Data shown:
■ ■ ■

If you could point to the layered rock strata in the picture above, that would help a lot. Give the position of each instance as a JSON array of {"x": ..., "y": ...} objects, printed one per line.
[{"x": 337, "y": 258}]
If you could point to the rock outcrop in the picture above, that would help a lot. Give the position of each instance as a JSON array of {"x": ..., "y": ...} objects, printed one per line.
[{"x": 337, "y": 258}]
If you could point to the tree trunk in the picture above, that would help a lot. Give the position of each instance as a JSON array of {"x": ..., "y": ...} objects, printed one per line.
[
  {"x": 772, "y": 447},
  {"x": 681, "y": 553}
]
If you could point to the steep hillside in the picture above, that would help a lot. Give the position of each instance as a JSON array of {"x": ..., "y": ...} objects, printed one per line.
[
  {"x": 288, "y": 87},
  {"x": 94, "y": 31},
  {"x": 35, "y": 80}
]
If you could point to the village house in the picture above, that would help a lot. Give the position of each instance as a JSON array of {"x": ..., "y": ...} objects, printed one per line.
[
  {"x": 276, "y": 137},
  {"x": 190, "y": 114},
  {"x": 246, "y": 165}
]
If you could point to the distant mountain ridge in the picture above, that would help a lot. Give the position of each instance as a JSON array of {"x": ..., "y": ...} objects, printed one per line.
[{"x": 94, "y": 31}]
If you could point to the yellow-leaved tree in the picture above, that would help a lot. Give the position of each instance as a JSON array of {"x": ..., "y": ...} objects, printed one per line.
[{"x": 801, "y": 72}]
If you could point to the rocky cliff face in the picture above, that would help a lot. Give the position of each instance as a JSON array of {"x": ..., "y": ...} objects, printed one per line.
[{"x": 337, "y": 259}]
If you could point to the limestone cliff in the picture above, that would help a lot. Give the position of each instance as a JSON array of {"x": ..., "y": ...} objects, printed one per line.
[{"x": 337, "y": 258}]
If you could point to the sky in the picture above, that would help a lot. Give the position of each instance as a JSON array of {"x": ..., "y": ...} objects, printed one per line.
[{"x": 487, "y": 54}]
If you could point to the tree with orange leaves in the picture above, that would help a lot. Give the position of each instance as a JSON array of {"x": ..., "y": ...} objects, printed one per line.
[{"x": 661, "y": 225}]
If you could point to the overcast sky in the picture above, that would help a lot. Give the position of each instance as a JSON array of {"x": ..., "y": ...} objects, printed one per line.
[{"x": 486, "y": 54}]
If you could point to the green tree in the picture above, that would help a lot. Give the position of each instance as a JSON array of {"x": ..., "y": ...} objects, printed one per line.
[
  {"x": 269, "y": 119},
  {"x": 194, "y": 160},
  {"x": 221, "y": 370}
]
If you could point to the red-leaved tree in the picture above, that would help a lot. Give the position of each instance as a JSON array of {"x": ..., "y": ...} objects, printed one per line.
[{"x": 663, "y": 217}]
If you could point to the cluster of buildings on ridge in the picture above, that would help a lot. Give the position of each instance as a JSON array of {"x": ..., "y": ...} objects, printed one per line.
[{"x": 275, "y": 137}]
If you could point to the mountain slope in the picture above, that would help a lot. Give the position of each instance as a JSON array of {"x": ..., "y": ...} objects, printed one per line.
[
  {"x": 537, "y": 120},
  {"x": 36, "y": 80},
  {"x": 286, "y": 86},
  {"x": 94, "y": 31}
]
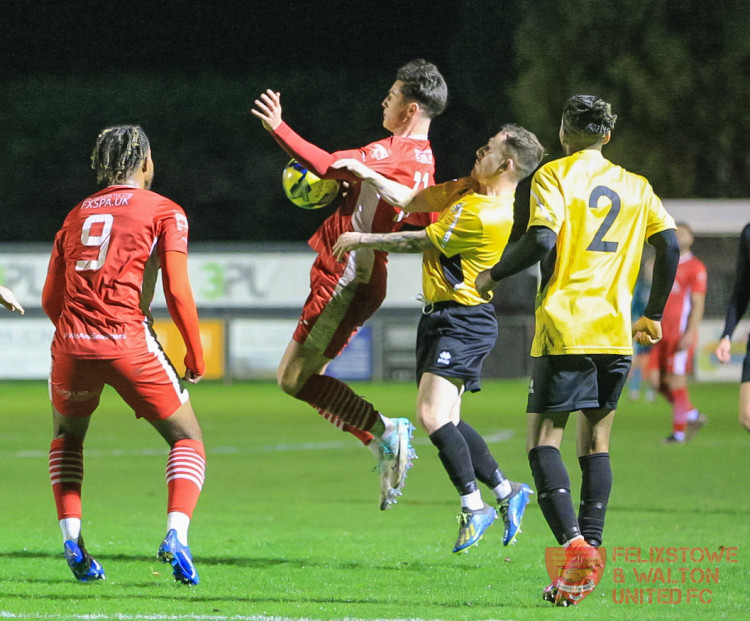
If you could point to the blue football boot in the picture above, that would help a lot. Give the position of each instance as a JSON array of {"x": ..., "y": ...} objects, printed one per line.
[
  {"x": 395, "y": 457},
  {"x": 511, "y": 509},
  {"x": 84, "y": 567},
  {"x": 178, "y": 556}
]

■ ■ ■

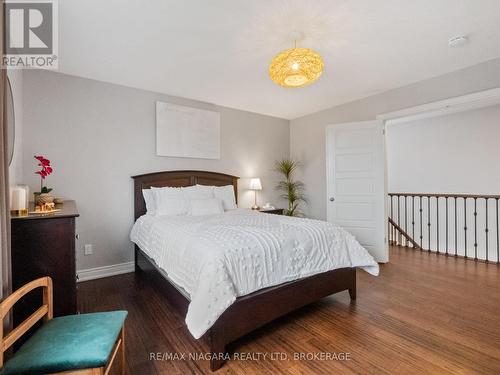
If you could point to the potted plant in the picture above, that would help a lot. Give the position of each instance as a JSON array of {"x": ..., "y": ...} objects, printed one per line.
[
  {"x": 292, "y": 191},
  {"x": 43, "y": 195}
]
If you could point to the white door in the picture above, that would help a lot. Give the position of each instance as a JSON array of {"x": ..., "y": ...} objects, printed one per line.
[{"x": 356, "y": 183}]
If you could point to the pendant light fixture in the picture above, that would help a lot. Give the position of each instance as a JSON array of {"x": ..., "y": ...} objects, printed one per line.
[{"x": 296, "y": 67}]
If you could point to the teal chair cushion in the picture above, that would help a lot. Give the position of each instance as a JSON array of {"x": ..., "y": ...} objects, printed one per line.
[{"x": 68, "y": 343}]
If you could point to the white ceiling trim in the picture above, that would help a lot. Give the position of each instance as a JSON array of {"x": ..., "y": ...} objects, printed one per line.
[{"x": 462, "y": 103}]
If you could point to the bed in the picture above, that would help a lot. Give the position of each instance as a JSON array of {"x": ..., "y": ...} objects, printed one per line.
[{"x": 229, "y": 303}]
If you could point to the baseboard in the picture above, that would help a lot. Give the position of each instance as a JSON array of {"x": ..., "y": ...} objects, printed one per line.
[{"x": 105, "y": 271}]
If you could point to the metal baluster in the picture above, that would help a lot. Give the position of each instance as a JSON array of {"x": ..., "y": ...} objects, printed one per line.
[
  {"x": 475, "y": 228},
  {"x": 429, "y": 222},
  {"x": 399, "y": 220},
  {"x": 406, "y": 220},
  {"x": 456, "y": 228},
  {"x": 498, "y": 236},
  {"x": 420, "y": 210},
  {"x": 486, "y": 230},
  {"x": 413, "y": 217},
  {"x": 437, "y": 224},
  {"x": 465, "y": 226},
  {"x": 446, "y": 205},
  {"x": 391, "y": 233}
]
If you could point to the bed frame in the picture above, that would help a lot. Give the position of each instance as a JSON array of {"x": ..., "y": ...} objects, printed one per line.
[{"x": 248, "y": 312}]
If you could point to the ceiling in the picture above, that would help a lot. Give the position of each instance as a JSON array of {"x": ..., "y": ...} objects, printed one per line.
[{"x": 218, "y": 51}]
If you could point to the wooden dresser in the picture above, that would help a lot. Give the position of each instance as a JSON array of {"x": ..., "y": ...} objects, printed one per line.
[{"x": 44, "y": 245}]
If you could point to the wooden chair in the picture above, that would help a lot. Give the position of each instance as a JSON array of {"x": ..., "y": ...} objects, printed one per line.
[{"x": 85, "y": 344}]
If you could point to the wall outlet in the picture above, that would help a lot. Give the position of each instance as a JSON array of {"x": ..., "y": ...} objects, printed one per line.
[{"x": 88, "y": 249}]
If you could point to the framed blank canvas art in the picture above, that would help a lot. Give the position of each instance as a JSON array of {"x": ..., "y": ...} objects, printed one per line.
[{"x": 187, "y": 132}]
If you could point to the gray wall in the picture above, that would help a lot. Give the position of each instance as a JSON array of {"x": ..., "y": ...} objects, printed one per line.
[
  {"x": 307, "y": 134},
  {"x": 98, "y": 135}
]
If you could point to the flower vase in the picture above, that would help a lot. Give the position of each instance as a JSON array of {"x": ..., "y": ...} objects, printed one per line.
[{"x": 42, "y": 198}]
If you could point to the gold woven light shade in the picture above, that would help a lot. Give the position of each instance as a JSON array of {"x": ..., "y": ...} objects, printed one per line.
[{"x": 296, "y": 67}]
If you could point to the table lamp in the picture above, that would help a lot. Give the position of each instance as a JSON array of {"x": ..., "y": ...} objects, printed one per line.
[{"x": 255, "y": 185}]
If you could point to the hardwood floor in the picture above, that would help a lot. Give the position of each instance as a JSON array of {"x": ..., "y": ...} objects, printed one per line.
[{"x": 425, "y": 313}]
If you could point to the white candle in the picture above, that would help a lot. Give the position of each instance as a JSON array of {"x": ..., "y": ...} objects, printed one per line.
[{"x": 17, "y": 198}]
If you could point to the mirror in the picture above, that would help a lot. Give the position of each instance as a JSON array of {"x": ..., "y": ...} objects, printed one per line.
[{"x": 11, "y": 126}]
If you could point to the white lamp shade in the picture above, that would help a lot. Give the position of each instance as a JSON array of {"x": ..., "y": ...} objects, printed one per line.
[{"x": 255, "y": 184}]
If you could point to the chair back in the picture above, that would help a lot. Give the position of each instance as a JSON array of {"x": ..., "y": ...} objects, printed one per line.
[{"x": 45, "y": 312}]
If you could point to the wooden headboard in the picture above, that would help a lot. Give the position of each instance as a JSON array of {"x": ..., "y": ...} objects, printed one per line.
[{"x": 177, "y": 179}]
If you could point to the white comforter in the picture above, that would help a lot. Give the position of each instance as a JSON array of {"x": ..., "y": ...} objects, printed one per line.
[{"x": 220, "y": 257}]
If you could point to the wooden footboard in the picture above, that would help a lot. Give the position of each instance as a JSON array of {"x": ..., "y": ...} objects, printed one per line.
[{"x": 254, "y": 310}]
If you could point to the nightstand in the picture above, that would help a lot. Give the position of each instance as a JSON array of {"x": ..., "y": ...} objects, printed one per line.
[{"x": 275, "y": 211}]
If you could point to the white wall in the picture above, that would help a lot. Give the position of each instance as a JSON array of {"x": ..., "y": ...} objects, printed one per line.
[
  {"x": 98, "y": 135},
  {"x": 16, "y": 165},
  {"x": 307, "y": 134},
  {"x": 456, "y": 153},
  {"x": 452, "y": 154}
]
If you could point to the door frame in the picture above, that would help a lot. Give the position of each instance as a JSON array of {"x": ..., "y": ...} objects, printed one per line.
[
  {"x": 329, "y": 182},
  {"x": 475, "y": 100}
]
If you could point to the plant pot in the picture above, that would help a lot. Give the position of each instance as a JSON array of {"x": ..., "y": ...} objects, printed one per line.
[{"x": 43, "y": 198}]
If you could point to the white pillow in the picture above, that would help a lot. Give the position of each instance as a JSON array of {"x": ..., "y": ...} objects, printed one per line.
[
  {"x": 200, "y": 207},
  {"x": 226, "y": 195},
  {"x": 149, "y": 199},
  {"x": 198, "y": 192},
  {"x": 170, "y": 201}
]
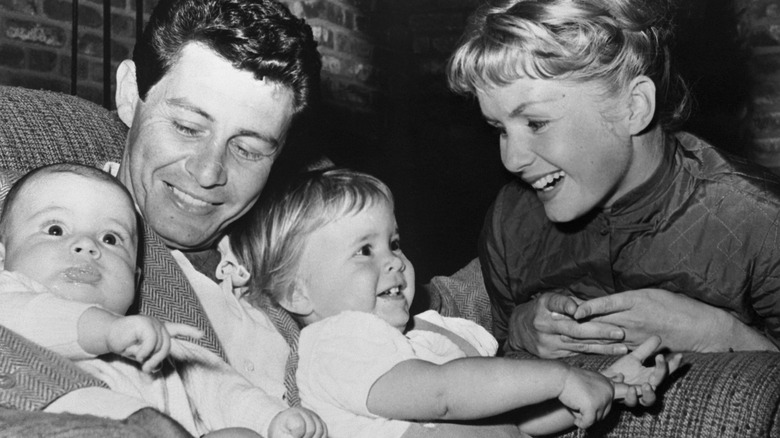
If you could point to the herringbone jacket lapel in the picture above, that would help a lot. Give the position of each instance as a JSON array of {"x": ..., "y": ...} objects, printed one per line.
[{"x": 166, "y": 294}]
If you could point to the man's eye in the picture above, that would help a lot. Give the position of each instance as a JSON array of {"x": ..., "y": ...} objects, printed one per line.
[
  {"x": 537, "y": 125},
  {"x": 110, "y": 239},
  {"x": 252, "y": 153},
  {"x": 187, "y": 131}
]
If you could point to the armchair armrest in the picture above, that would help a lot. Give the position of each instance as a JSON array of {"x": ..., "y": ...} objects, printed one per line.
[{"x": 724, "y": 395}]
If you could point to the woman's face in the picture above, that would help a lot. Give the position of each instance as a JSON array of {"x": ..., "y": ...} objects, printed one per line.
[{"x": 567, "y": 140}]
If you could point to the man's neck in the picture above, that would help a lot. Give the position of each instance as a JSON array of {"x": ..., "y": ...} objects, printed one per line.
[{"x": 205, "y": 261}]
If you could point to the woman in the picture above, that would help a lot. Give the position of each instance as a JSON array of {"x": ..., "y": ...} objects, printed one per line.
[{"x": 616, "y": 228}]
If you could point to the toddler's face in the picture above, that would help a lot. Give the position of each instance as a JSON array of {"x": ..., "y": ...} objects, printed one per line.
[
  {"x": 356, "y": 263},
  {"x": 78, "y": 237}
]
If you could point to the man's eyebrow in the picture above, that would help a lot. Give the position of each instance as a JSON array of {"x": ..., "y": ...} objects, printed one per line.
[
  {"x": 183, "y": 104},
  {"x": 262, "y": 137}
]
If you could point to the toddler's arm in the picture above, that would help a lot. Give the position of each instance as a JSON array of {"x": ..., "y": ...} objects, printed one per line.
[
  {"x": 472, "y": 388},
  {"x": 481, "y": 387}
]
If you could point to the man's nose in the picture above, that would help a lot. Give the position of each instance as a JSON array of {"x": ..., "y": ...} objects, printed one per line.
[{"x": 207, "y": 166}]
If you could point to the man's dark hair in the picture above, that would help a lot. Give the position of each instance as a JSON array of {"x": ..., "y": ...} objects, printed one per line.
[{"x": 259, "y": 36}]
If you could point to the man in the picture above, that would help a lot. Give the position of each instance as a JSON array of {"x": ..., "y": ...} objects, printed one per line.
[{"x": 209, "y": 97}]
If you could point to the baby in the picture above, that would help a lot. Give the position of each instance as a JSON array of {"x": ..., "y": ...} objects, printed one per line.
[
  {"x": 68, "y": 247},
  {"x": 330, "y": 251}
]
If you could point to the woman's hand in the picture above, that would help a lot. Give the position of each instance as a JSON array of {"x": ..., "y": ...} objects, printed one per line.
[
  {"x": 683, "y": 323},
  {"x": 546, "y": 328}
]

■ ■ ■

Task to complete: Select every line in the rows above that contains the string "face".

Final result:
If you could point to the rocky cliff face in the picture above, that would help a lot. Give the position of each instance as a JSON array of {"x": ..., "y": ...} objects, printed one per line.
If you could point to the woman's face in the picture above, that would help a lot. Give the position of each instance as a JSON array of {"x": ..., "y": ...} objects, printed one per line.
If you could point to the toddler's face in the picture above, that would help a lot. Give the position of each instance as a JSON array of {"x": ..., "y": ...} objects, printed one per line.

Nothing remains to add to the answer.